● What is needed
Copy every entry word for word, but skip the pictures.

● Task material
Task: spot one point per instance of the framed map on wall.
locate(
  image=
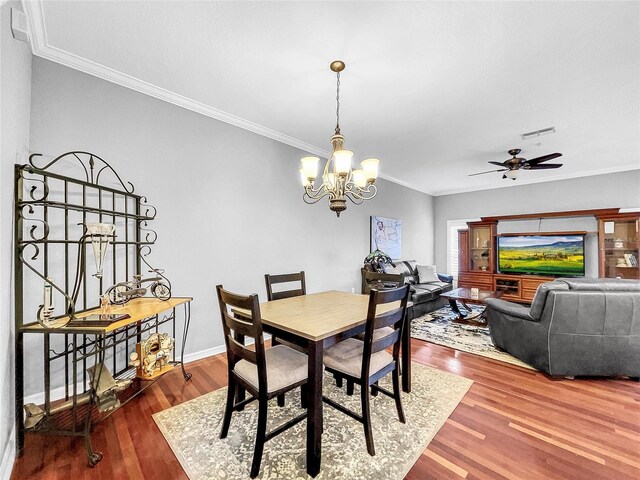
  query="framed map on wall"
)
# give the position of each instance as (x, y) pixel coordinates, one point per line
(386, 236)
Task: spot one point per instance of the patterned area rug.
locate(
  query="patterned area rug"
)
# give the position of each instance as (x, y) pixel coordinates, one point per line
(192, 430)
(436, 327)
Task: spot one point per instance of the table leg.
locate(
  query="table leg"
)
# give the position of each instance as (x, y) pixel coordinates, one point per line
(314, 409)
(406, 352)
(454, 306)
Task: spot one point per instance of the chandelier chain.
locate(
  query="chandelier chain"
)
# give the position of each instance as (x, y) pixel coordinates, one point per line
(338, 104)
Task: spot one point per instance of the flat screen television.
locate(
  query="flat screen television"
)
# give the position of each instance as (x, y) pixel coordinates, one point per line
(541, 254)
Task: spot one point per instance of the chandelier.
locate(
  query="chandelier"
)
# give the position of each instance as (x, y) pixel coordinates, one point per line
(339, 180)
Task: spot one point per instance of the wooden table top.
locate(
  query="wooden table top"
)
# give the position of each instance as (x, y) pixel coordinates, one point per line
(466, 295)
(317, 316)
(137, 309)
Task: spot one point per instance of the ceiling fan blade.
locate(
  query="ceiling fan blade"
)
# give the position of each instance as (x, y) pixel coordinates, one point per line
(544, 158)
(488, 171)
(545, 166)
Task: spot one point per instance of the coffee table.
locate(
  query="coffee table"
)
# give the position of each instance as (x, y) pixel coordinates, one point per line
(465, 296)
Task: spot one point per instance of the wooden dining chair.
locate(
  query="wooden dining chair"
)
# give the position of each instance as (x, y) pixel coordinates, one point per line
(264, 373)
(366, 362)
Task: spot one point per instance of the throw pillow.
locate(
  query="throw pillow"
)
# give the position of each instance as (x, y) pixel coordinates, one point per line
(403, 268)
(427, 273)
(388, 268)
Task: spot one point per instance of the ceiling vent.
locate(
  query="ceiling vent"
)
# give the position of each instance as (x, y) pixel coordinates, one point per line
(538, 133)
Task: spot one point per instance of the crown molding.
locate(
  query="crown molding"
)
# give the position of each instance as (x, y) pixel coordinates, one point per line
(33, 9)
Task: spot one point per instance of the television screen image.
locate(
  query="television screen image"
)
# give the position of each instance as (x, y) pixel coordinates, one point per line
(553, 255)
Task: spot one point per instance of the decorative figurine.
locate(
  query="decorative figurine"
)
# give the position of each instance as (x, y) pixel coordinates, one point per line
(45, 311)
(153, 354)
(104, 305)
(122, 292)
(134, 360)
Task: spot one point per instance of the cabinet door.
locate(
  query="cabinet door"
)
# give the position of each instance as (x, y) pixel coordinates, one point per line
(619, 247)
(480, 246)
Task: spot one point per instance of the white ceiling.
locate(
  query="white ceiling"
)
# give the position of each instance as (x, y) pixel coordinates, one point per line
(434, 89)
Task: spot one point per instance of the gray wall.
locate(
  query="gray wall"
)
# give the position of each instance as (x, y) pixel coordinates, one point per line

● The solution
Task: spot one point per instance of the framed map on wall.
locate(
  image=
  query="framed map on wall"
)
# give the position of each instance as (x, y) pixel coordinates, one point per line
(386, 236)
Task: spot one point per instance of the patterned area rug.
locate(
  query="patterned area rug"
)
# give the position of each instance as (x, y) pixel coordinates, one point per line
(192, 430)
(436, 327)
Task: spot one point per instance of the table leg.
locate(
  query="table leg"
)
# give the position of each instance as (x, y) pixel coordinates, one point per line
(314, 409)
(406, 352)
(454, 306)
Task: spot one point per instance of the chandelier chain.
locate(
  query="chandelier chain"
)
# give the position of each instance as (x, y) pixel coordinates, one point per line
(338, 104)
Task: spot one point per instance of the flat screen television.
locate(
  query="flat screen television"
)
# give the position of each instance as (x, y) pixel coordinates, one point per line
(541, 254)
Task: spot one point per instance of the chandelier.
locate(
  query="chandelier"
)
# give the position of each instance as (x, y) pixel coordinates, one point per line
(339, 180)
Task: spot one point per instance of the wooden table top.
locate(
  query="wooden table top"
)
# give the position of each instance as (x, y) pixel coordinates, one point per line
(466, 295)
(317, 316)
(137, 309)
Task: spot one point per instance of the ceiling fan blade.
locate(
  query="ceiling fan blade"
)
# give the position of each instance as (x, y) pixel coordinates, one point per line
(544, 158)
(488, 171)
(545, 166)
Task: spot one point per instance of the coffee table.
locate(
  query="coffee table"
)
# give the position of each instance as (x, y) pixel coordinates, one point per line
(465, 296)
Task: spot one point per instance of the wooden dining chair.
locate(
  query="wooden dining chair"
)
# give the position of each instance as (x, y) pixel coordinates, one point per line
(264, 373)
(366, 362)
Task: spot one point per instance of the throw pillow.
locate(
  query="throw pillow"
)
# give the position of each instance as (x, y) pixel coordinates, one point per line
(403, 268)
(427, 273)
(388, 268)
Task: spot one point per instance of the ceiling vent.
locate(
  query="ceiling vent"
)
# give the position of each instance as (x, y) pixel coordinates, one point per line
(538, 133)
Task: spot one point per instance of the crown molding.
locate(
  query="crown molding"
)
# give the position of each instance as (x, y) pixel coordinates, one point per line
(33, 9)
Task: spot one point per instance of the television screen image.
locate(
  query="television screen image"
)
# give the position of each instance as (x, y) pixel coordinates, one point per line
(553, 255)
Task: spot one point per instance of the decorative figurine.
locate(
  query="decorative figurine"
)
# give the position of each instance as (x, y) pixel coordinates, one point per line
(45, 311)
(153, 354)
(104, 305)
(122, 292)
(134, 360)
Task: spot one point per instance of the cabinet door.
locate(
  query="cabinet door"
)
# give the position of each instance as (x, y) pixel coordinates, one point per line
(619, 247)
(480, 246)
Task: spot one point per instance of the white ceiling.
locate(
  query="white ceiling"
)
# give the position of each instance as (x, y) pixel coordinates, one point per line
(434, 89)
Task: spot one point per instance of the gray wall.
locate(
  query="gray wall"
)
# give the position of each instance as (x, y) pixel coordinates, one point per line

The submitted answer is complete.